| The request |
Nothing but the lines from the one containing "# test: for every instance of the black shoe, mark" through the last line of the records below should be copied, exactly and without pictures.

Point labeling dataset excerpts:

______________________________

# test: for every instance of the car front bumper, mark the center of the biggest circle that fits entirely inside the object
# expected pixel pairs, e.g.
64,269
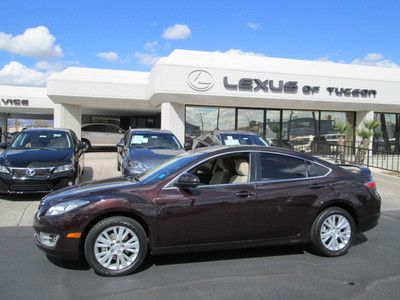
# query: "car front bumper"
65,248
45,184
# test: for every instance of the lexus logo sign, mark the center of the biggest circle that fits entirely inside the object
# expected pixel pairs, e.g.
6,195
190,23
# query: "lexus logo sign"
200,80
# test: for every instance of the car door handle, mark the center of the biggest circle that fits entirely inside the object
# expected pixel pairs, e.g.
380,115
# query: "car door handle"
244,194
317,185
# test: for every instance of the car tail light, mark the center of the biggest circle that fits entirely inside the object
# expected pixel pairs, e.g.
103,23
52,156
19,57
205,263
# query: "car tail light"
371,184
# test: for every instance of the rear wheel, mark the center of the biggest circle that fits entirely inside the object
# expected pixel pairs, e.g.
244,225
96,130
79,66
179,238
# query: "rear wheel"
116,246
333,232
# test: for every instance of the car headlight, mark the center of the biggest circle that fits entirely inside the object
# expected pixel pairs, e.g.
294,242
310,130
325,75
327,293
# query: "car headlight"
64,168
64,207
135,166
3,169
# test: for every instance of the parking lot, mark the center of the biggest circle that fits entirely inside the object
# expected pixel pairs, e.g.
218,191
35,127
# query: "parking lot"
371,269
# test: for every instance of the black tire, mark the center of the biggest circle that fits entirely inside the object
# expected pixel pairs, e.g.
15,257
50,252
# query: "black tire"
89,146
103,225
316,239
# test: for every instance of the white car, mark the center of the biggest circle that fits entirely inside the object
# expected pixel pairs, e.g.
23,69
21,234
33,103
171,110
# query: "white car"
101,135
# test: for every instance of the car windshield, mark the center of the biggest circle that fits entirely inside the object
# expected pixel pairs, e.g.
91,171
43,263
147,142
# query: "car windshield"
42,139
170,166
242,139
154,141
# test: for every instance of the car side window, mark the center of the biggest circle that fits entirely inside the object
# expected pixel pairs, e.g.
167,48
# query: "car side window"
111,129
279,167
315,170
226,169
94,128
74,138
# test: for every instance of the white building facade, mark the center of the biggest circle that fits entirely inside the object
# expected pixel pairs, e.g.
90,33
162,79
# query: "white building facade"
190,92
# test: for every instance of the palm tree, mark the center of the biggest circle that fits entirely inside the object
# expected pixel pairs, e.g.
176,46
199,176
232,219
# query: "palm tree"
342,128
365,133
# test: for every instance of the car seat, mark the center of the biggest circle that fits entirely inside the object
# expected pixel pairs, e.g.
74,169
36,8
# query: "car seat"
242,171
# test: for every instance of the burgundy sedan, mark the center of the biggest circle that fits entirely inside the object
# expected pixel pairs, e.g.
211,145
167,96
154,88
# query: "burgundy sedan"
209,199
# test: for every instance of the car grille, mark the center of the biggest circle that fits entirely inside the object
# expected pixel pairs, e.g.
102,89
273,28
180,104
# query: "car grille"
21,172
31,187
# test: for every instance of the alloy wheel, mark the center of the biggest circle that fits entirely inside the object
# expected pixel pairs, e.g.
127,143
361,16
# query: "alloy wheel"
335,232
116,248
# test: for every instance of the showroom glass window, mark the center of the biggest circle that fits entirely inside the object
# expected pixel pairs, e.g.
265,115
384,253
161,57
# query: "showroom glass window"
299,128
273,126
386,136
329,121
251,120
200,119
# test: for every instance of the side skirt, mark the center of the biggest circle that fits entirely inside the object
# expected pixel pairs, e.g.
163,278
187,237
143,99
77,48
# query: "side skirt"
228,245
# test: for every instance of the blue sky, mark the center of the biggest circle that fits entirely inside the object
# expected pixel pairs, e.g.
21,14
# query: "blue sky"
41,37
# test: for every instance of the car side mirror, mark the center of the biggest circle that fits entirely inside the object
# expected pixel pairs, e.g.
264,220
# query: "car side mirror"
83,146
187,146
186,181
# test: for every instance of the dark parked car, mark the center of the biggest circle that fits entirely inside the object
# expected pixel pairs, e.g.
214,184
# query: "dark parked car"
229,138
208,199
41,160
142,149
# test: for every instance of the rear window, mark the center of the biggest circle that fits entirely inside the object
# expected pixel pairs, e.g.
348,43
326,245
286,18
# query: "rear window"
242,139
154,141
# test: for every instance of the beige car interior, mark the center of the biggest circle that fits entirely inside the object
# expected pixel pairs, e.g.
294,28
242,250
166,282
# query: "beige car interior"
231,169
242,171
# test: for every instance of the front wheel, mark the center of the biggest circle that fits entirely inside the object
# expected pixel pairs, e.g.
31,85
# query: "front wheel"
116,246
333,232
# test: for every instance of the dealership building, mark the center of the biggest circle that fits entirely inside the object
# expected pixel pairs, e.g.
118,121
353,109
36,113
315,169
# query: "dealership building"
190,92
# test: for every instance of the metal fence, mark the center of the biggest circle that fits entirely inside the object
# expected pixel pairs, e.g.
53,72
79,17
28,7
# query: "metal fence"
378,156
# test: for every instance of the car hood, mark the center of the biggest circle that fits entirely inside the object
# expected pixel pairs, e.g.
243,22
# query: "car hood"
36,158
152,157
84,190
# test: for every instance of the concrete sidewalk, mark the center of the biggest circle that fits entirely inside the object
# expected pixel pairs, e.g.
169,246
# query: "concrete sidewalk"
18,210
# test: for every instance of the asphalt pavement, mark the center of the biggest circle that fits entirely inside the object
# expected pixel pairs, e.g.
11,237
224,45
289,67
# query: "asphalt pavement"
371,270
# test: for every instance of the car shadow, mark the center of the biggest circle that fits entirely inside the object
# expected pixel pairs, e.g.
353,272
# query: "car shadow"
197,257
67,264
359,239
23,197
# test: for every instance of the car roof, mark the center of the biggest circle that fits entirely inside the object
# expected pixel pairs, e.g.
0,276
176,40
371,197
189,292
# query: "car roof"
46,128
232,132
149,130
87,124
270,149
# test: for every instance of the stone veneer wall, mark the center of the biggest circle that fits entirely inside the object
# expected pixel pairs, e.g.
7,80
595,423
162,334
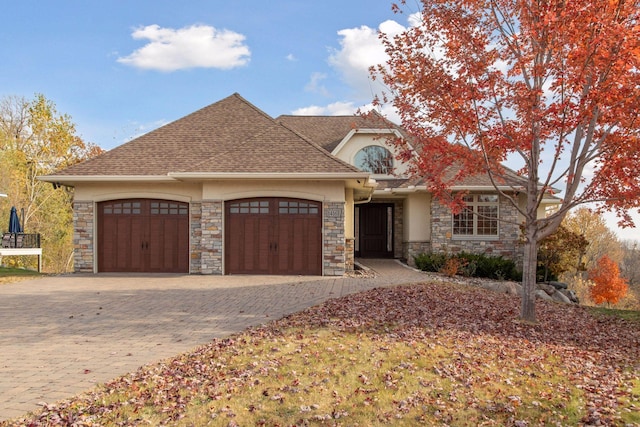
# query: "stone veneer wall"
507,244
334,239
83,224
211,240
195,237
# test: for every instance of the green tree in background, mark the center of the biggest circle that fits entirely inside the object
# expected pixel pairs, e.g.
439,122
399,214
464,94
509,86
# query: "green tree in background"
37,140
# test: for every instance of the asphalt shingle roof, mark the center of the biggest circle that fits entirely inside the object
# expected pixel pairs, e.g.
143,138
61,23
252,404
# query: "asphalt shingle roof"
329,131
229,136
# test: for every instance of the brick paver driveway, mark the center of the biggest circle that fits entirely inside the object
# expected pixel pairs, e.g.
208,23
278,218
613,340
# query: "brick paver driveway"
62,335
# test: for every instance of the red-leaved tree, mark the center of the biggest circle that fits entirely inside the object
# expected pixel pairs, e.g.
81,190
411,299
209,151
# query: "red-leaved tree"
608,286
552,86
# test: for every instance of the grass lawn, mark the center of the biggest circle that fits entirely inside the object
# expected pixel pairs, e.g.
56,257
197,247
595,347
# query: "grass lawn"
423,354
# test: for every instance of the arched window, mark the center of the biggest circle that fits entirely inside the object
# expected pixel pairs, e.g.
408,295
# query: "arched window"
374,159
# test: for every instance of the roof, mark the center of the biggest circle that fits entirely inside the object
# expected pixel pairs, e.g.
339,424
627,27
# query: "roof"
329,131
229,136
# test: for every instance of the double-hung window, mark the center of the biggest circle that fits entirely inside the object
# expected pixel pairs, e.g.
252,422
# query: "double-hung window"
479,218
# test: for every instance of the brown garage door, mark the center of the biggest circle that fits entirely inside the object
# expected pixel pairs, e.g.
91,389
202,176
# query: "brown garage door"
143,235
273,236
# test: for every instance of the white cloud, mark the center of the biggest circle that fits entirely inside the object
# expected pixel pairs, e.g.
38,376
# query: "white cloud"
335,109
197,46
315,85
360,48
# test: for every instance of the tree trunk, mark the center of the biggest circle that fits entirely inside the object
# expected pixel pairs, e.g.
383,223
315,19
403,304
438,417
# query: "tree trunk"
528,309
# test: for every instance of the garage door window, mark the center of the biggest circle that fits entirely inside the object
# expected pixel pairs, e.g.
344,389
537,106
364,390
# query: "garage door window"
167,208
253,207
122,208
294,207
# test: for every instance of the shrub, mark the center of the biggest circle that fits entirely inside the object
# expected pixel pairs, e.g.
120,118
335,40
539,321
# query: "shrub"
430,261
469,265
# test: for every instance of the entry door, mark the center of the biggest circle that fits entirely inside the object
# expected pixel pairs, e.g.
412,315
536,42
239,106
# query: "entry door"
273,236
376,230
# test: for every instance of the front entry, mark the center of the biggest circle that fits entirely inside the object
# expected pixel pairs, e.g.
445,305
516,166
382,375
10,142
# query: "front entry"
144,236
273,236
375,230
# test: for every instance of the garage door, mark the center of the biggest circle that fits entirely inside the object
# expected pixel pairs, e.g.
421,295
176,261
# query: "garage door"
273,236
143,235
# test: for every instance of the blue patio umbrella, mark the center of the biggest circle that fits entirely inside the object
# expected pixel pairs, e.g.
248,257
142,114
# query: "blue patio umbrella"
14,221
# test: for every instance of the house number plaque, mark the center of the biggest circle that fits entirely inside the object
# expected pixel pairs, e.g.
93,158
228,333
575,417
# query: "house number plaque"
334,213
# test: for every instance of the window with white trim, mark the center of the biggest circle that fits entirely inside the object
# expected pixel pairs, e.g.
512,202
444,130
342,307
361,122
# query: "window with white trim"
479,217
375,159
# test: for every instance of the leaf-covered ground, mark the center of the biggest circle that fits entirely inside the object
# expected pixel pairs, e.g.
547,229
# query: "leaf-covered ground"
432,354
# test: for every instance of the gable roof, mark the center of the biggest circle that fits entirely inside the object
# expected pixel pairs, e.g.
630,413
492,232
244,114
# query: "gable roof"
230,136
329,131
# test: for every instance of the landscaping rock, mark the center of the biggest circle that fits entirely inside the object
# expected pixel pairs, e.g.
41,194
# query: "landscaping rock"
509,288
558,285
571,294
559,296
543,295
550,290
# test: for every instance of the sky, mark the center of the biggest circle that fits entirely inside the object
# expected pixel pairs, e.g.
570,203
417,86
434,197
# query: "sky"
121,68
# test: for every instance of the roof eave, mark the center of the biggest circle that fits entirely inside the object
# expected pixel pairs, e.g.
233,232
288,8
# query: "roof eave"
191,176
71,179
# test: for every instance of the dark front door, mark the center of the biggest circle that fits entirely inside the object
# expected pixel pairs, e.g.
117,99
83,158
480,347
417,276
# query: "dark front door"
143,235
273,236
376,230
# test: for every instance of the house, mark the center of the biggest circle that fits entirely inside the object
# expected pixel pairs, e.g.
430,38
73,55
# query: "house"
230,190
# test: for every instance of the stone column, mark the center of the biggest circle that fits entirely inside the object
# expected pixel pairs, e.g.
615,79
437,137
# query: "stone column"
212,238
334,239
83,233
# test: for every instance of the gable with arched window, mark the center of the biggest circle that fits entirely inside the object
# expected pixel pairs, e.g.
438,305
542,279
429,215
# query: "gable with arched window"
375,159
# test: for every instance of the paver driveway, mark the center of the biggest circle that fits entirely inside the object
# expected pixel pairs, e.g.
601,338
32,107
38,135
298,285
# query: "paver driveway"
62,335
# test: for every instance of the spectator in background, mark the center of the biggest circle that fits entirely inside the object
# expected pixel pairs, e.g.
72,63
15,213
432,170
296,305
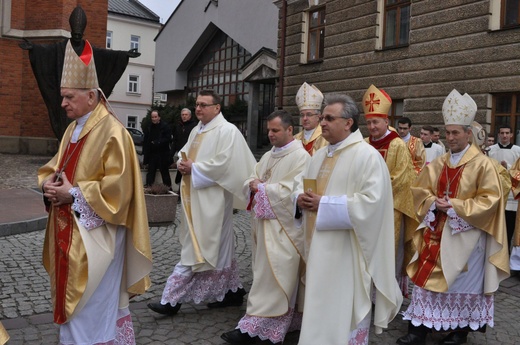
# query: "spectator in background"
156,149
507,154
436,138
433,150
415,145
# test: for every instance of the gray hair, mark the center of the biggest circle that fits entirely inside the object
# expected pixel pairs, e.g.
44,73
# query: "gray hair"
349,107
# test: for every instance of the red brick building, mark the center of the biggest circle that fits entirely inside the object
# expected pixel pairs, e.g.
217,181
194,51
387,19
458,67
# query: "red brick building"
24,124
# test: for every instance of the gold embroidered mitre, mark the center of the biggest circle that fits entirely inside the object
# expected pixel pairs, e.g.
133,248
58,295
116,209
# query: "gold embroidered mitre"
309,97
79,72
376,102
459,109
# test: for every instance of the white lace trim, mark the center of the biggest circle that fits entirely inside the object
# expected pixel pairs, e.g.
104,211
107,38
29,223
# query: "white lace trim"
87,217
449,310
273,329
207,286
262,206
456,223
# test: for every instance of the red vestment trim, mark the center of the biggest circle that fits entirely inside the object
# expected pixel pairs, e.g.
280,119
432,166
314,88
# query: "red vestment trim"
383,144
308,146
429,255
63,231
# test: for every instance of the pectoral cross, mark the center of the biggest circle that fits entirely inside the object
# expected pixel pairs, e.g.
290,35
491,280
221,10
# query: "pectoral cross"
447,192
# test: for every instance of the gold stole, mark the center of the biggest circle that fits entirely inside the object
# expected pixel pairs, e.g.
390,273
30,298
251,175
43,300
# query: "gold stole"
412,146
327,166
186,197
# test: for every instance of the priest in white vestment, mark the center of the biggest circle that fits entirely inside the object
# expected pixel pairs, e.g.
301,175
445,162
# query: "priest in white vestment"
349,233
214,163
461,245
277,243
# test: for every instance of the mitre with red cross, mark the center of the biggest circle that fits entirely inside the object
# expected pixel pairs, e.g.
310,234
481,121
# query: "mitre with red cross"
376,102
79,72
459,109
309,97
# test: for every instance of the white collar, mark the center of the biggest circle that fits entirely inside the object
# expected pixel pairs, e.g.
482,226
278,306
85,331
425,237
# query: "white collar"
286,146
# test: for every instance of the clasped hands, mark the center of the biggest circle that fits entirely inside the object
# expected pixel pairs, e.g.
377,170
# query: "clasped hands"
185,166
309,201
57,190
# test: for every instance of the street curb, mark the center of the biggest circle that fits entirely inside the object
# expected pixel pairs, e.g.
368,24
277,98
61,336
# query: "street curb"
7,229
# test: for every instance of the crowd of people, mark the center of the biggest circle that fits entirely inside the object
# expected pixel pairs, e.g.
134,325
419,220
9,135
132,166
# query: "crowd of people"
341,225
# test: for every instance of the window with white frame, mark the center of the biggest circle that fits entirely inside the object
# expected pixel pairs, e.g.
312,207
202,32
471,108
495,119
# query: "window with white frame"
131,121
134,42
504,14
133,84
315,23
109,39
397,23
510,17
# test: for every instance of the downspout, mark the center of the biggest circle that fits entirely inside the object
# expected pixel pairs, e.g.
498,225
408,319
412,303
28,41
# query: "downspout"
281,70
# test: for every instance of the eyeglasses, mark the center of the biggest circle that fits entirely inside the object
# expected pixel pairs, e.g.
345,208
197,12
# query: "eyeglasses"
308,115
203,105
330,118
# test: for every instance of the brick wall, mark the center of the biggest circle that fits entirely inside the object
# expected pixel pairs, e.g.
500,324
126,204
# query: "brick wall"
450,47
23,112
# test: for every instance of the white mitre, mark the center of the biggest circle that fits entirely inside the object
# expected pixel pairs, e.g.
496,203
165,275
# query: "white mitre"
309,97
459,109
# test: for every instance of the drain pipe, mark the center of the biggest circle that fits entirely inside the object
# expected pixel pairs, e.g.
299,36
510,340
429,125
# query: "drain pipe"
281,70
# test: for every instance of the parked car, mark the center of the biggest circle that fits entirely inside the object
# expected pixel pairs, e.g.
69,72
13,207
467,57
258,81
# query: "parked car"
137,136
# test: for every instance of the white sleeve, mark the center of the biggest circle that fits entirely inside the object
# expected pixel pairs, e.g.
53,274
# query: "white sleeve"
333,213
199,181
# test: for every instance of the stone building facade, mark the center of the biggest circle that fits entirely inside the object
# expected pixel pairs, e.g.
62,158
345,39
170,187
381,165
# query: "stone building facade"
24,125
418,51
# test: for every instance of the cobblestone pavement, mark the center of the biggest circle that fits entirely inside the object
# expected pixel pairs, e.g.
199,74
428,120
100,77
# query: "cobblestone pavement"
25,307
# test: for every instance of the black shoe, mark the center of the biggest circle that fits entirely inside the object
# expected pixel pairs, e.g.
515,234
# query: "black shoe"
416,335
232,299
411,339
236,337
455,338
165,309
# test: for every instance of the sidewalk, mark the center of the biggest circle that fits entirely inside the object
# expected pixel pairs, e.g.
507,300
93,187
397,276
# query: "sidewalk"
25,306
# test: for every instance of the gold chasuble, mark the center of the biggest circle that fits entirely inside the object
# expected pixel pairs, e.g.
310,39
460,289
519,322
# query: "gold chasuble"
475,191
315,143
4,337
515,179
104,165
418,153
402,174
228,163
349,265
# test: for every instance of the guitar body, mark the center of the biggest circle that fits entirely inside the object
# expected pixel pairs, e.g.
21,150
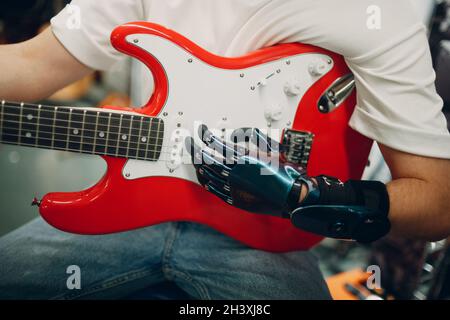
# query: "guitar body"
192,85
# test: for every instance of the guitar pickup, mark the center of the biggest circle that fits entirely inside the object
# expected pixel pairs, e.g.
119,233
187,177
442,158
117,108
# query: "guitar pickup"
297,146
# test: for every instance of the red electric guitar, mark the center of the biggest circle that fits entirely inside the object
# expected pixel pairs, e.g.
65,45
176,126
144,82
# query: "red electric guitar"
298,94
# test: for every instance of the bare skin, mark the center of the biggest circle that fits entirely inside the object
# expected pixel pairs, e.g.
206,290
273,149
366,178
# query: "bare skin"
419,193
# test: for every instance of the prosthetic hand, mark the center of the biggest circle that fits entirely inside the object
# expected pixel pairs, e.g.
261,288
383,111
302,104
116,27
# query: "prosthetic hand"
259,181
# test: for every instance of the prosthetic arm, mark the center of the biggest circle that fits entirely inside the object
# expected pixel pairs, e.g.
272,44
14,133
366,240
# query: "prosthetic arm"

______________________________

| Result for this exercise |
# test: for every instance of the black shoe, mark the center of the biggest circle that fits entirely inside the object
# expected pixel pairs, e.g.
515,234
# query: "black shoe"
416,335
232,299
411,339
236,337
455,338
165,309
# test: for every instance of the sidewalk, mark the center of the biggest circle that fits entirely inside the object
# expected pixel pairs, e.g.
507,300
93,187
397,276
# query: "sidewalk"
25,306
# test: for every instance of the gold chasuble, mark the center of the biggest circle that fits entirely inside the object
# expected pixel pairs, e.g.
310,39
460,289
519,322
# query: "gold chasuble"
475,191
315,143
4,337
515,179
104,165
418,153
402,174
228,163
349,265
# test: for every instance of the guitar body, mark the center of the biggest circle that fits entirely inside the object
# expected pixel pairs, e.g.
21,150
# query: "guitar body"
192,85
# test: for every instance of the guitar pickup, mark the center of the biggest circle that fits entirely inside the object
# expected pixel pairs, e.g.
119,233
187,177
442,158
117,108
# query: "guitar pickup"
297,146
# test: for every instance of the red electric guitar, mark the center of the biggest circle that fits entirely inside the object
# expected pixel pairs, e.g.
65,45
176,126
144,82
# query: "red electric guitar"
298,94
# test: for every instance of the bare skin, mark the center of the biggest circle that fits entirely inside the object
# expected pixel pairs, e.g.
206,290
273,149
366,178
# query: "bare skin"
419,193
# test: for every instance of the prosthetic hand, mark the center of the biggest circle that fits entirely inside the object
# expected pixel pairs, e.g.
261,288
383,111
302,104
116,27
# query: "prosthetic hand"
259,181
# test: for every instance of the prosthetic arm, mark the center of the biggest circle that fits entirely inside the object
# expected pixel pairs, e.g.
272,44
14,133
366,240
# query: "prosthetic arm"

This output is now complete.